Almost nine years later, and unfortunately there's no out-of-the-box solution that I know of. So I'm still looking into xp_dirtree and need a solution to this.
I gave Arion's answer a try and found that it was producing results. However, with a large file system of more than 11K objects, it was running very slowly. I saw that it was very slow even from the get go with:
UPDATE #dirtree
SET ParentId = (SELECT MAX(Id) FROM #dirtree
WHERE Depth = T1.Depth - 1 AND Id < T1.Id)
FROM #dirtree T1
Although this isn't an islands-and-gaps problem, it has some similarities and the kind of thinking with those problems has helped me here. The code at the end is my stored procedure. The sections have some comments as to what the code is doing.
You would use it like this:
exec directory
#root = 'c:\somepath',
#depth = 3,
#outputTable = '##results';
select * from ##results;
Which results in output like:
+---------------------------------+------------+------------+-----------+--------+-----------+----------+
| path | name | nameNoExt | extension | isFile | runtimeId | parentId |
+---------------------------------+------------+------------+-----------+--------+-----------+----------+
| c:\somePath\DataMovers | DataMovers | DataMovers | NULL | 0 | 4854 | NULL |
| c:\somePath\DataMovers\main.ps1 | main.ps1 | main | ps1 | 1 | 4859 | 4854 |
+---------------------------------+------------+------------+-----------+--------+-----------+----------+
I had to build it this way because internally it takes xp_dirtree output and loads it into a temp table. This prevents the ability to take the results of the proc and load them into a table outside of the proc because of the ban on nested insert-exec statements. Don't expose #outputTable to untrusted users because it is susceptible to sql-injection. Of course re-work the proc to avoid this however it meets your needs.

★ ★ ★ ★ ★ ★ ★

▸ Short task 1:
Answer these from the xp_dirtree post:
(a) How many objects did the large file system hold?
(b) What value is given for #depth in the sample call?
(c) What is #outputTable susceptible to?
▸ Short task 2:
List every column name shown in the output table of the xp_dirtree post.
▸ Short task 3:
Carry on the post about the xp_dirtree procedure from its last sentence.
The lines that follow have no connection to the post about xp_dirtree.

▸ Supplied data:
★ ★ ★ ★ ★ ★ ★

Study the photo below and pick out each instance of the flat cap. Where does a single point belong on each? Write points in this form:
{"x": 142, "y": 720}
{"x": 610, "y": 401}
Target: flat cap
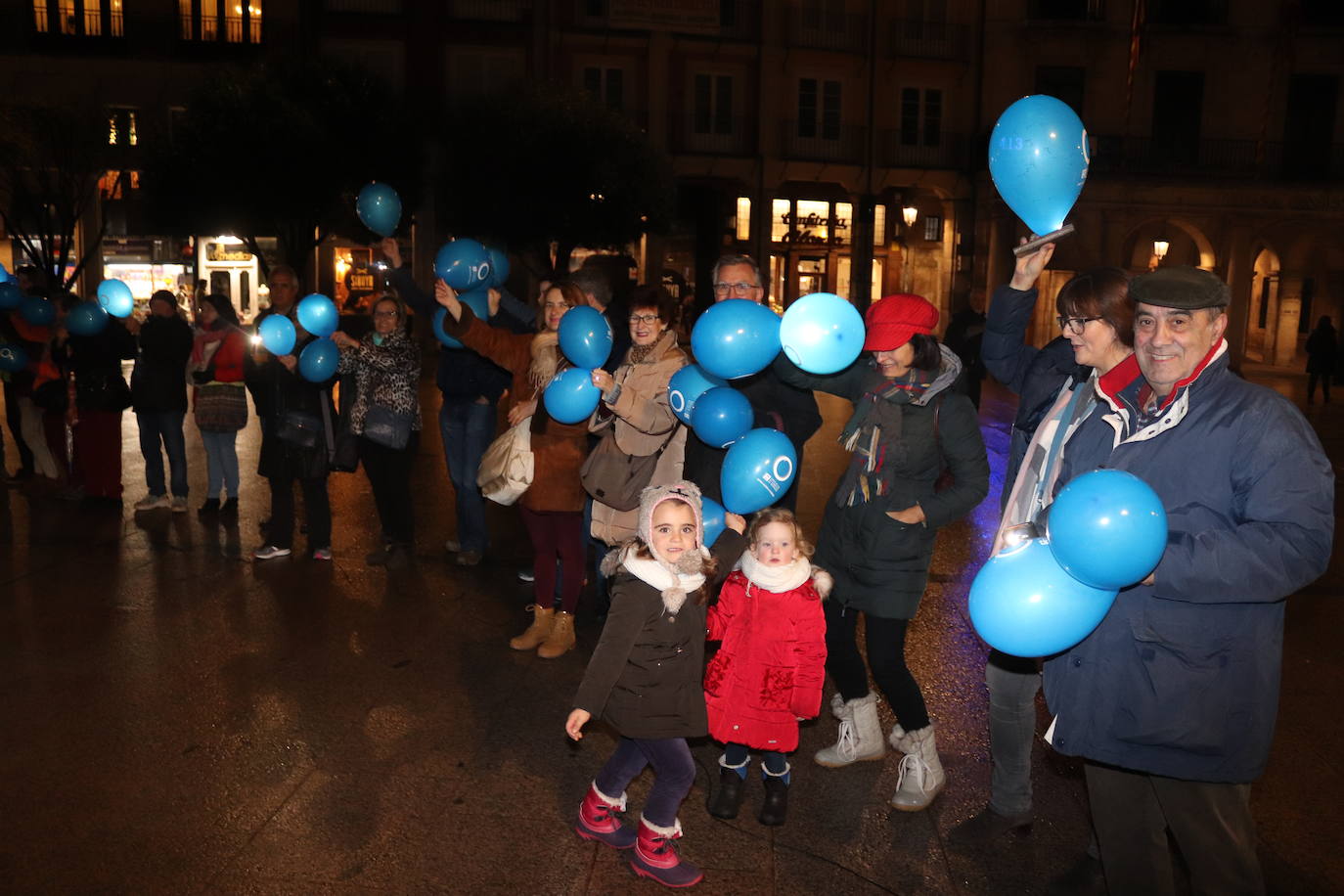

★ ★ ★ ★ ★ ★ ★

▸ Written response 1:
(a) More than 11K objects.
(b) 3.
(c) SQL injection.

▸ Written response 2:
path, name, nameNoExt, extension, isFile, runtimeId, parentId

▸ Written response 3:
/*
Summary: Lists file directory contents.
Remarks: - stackoverflow.com/q/10298910
- This assumes that the tree is put in order where
subfolders are listed right under their parent
folders. If this changes in the future, a
different logic will need to be implemented.
Example: exec directory 'c:\somepath', 3, '##results';
select * from ##results;
*/
create procedure directory
#root nvarchar(255),
#depth int,
#outputTable sysname
as
-- initializations
if #outputTable is null or not (left(#outputTable,2) = '##') or charindex(' ', #outputTable) > 0
throw 50000, '#outputTable must be a global temp table with no spaces in the name.', 1;
if exists (select 0 from tempdb.information_schema.tables where table_name = #outputTable)
begin
declare #msg nvarchar(255) = '''tempdb.dbo.' + #outputTable + ''' already exists.';
throw 50000, #msg, 1;
end
-- fetch the tree (it doesn't have full path names)
drop table if exists #dir;
create table #dir (
id int identity(1,1),
parentId int null,
path nvarchar(4000),
depth int,
isFile bit,
isLeader int default(0),
groupId int
)
insert #dir (path, depth, isFile)
exec xp_dirtree #root, #depth, 1;
-- identify the group leaders (based on a change in depth)
update d
set isLeader = _isLeader
from (
select id,
isLeader,
_isLeader = iif(depth - lag(depth) over(order by id) = 0, 0, 1)
from #dir
) d;
-- find the parents for each leader (subsetting just for leaders improves efficiency)
update #dir
set parentId = (
select max(sub.id)
from #dir sub
where sub.depth = d.depth - 1
and sub.id < d.id
and d.isLeader = 1
)
from #dir d
where d.isLeader = 1;
-- assign an identifier to each group (groups being objects that are 'siblings' of the leader)
update d
set groupId = _groupId
from (
select *, _groupId = sum(isLeader) over(order by id)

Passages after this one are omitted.